(SUPPLIED RECORDS Opens)

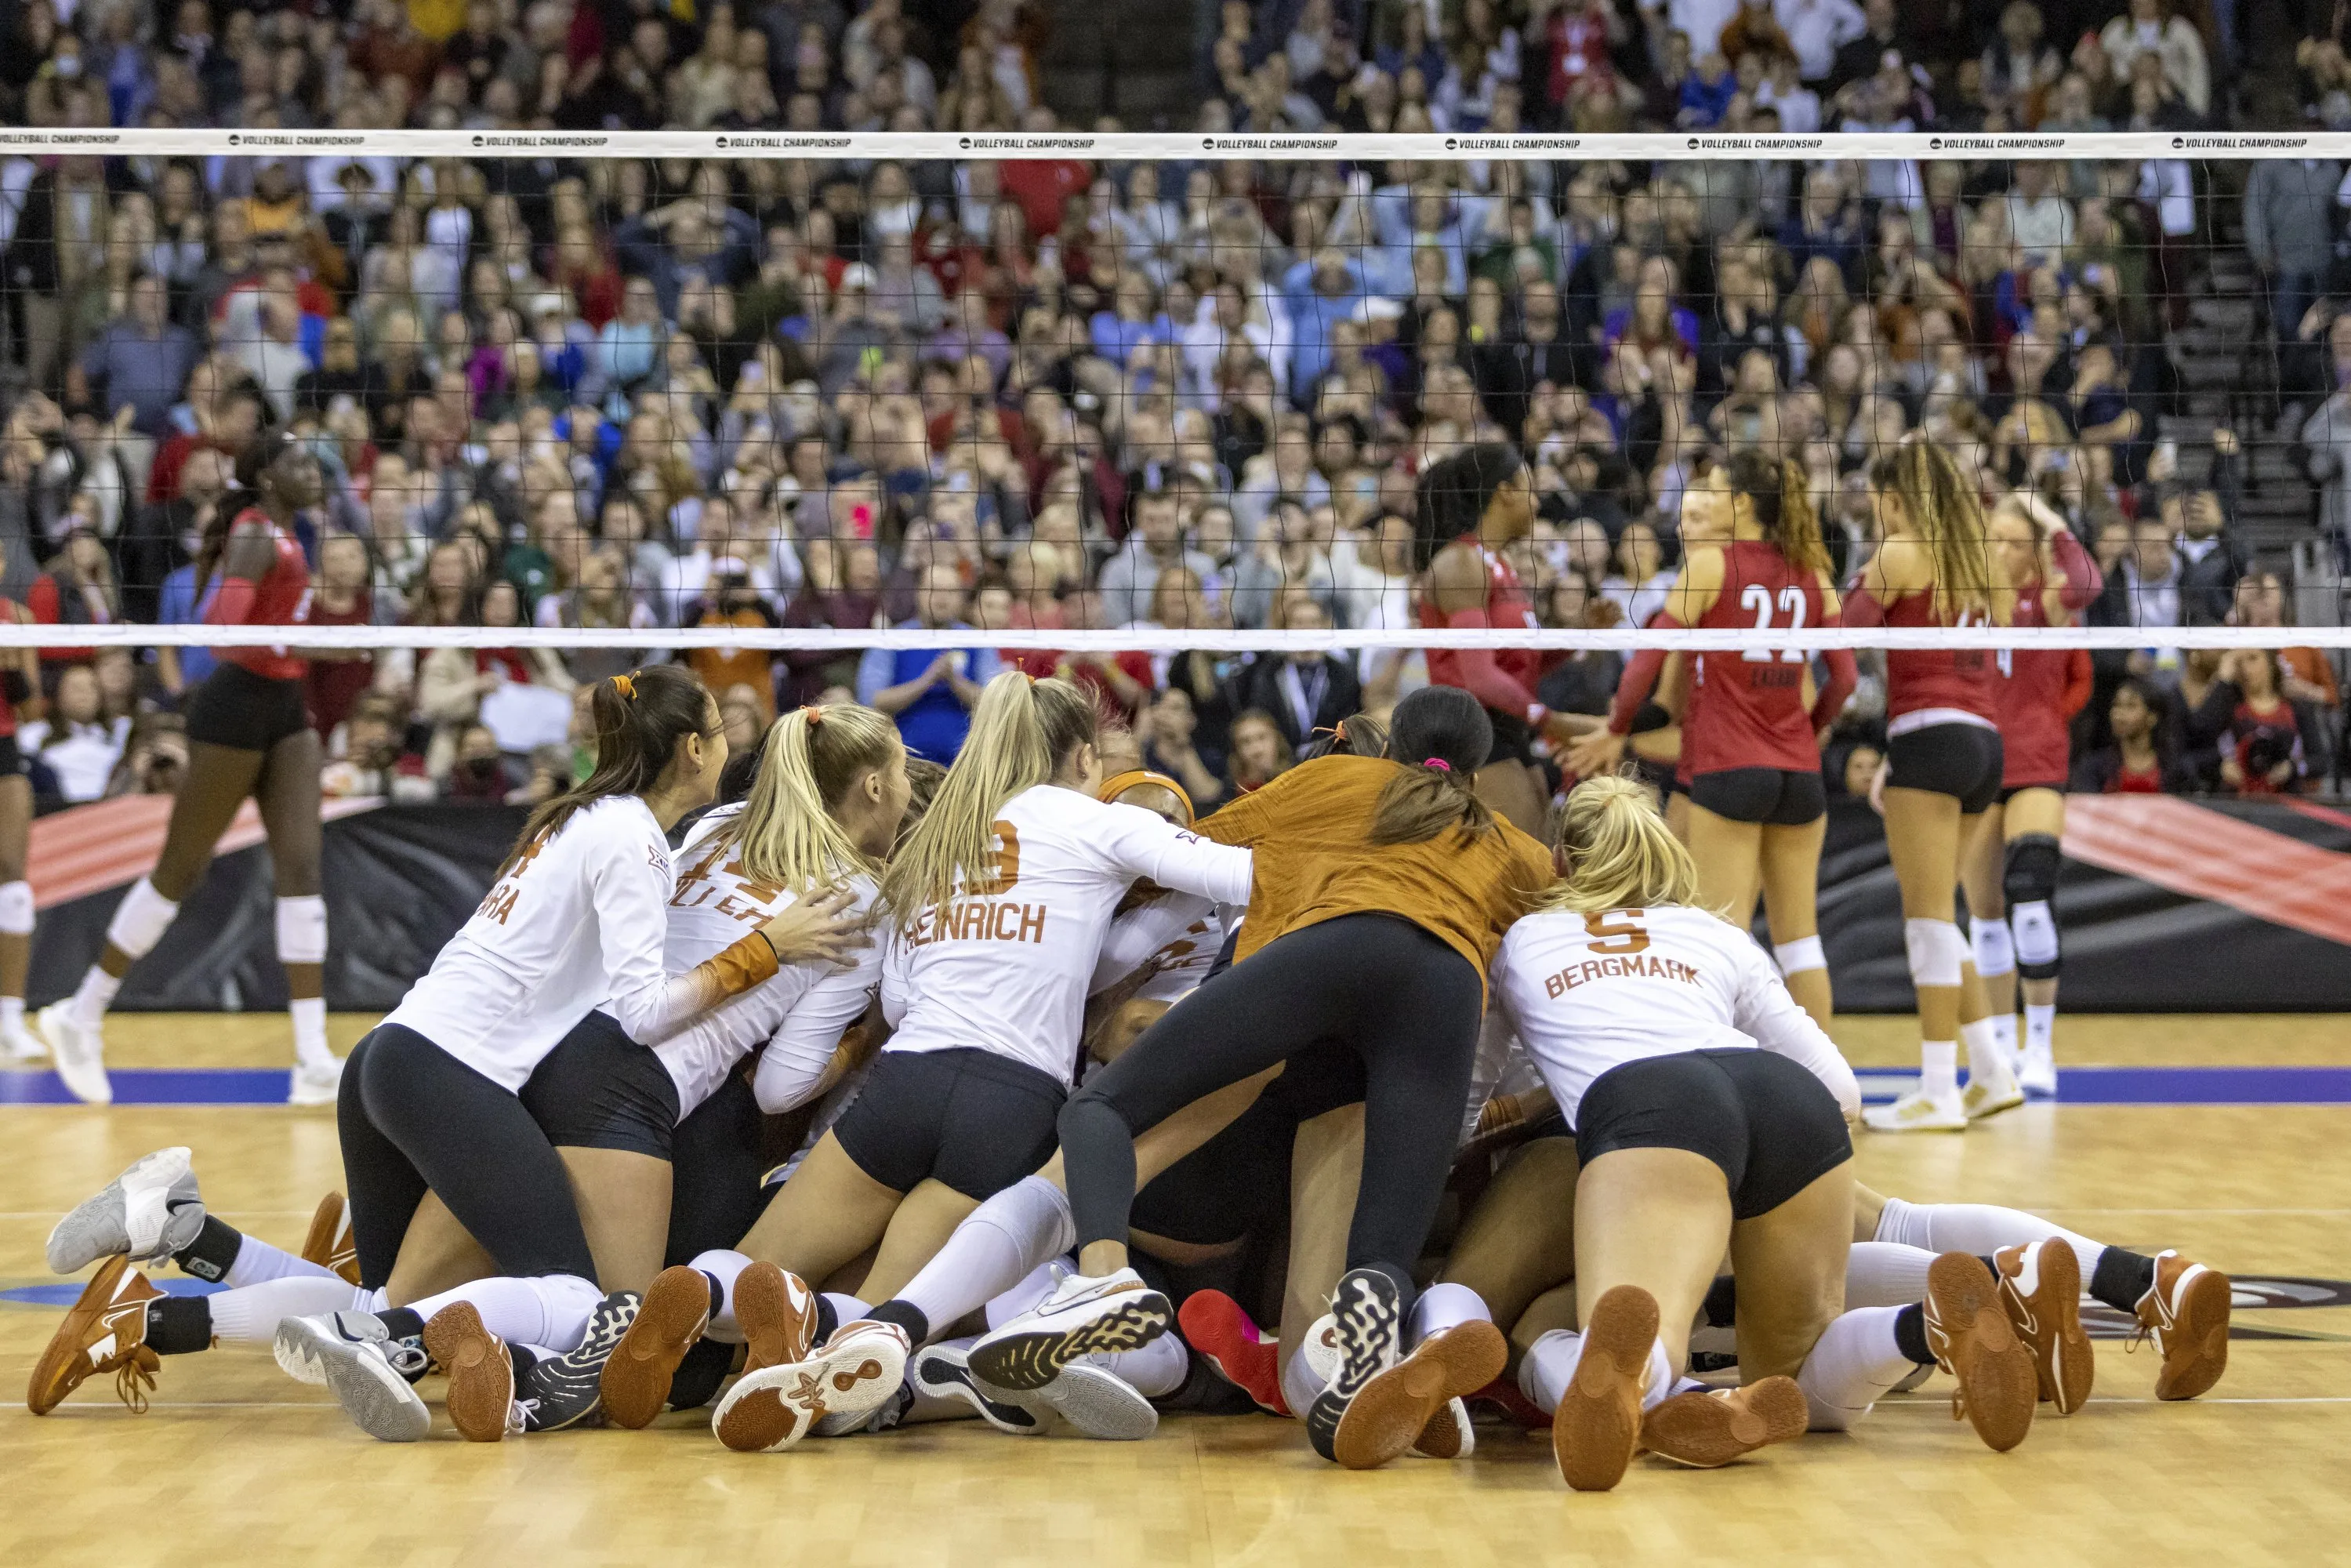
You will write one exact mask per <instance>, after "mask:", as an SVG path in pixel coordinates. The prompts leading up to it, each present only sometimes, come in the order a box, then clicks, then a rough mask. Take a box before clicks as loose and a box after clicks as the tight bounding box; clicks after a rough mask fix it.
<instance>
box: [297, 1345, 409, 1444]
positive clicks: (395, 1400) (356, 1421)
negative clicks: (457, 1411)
mask: <svg viewBox="0 0 2351 1568" xmlns="http://www.w3.org/2000/svg"><path fill="white" fill-rule="evenodd" d="M320 1380H322V1382H324V1385H327V1392H329V1394H334V1401H336V1403H339V1406H343V1415H348V1418H350V1420H353V1425H355V1427H357V1429H360V1432H364V1434H367V1436H371V1439H376V1441H379V1443H414V1441H421V1439H426V1436H430V1432H433V1410H430V1408H426V1401H423V1399H418V1396H416V1389H411V1387H409V1380H407V1378H402V1375H400V1373H395V1371H393V1366H390V1361H386V1359H383V1356H367V1354H360V1352H357V1349H353V1347H336V1349H334V1352H324V1349H322V1354H320Z"/></svg>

(SUPPLIED RECORDS Closes)

• **YOUR TASK**:
Every entry above needs to be copied exactly, and no pictures go with it.

• **OUTPUT OF THE TASK**:
You will write one exact mask per <instance>, after "mask:", as an SVG path in pixel coordinates. The prompts leading up to it, each present only sometimes, come in the order a box, then clicks, then a rough mask. Take a box before clicks as loose and a box after clicks as the tight bounding box; clicks after a rough mask fix it.
<instance>
box: [297, 1345, 409, 1444]
positive clicks: (395, 1400) (356, 1421)
negative clicks: (457, 1411)
mask: <svg viewBox="0 0 2351 1568" xmlns="http://www.w3.org/2000/svg"><path fill="white" fill-rule="evenodd" d="M320 1380H322V1382H324V1385H327V1392H329V1394H334V1401H336V1403H339V1406H343V1415H348V1418H350V1420H353V1425H355V1427H357V1429H360V1432H364V1434H367V1436H371V1439H376V1441H379V1443H414V1441H421V1439H426V1436H430V1432H433V1410H430V1408H426V1401H423V1399H418V1396H416V1389H411V1387H409V1380H407V1378H402V1375H400V1373H395V1371H393V1366H390V1361H386V1359H383V1356H367V1354H360V1352H357V1349H353V1347H336V1349H334V1352H324V1349H322V1354H320Z"/></svg>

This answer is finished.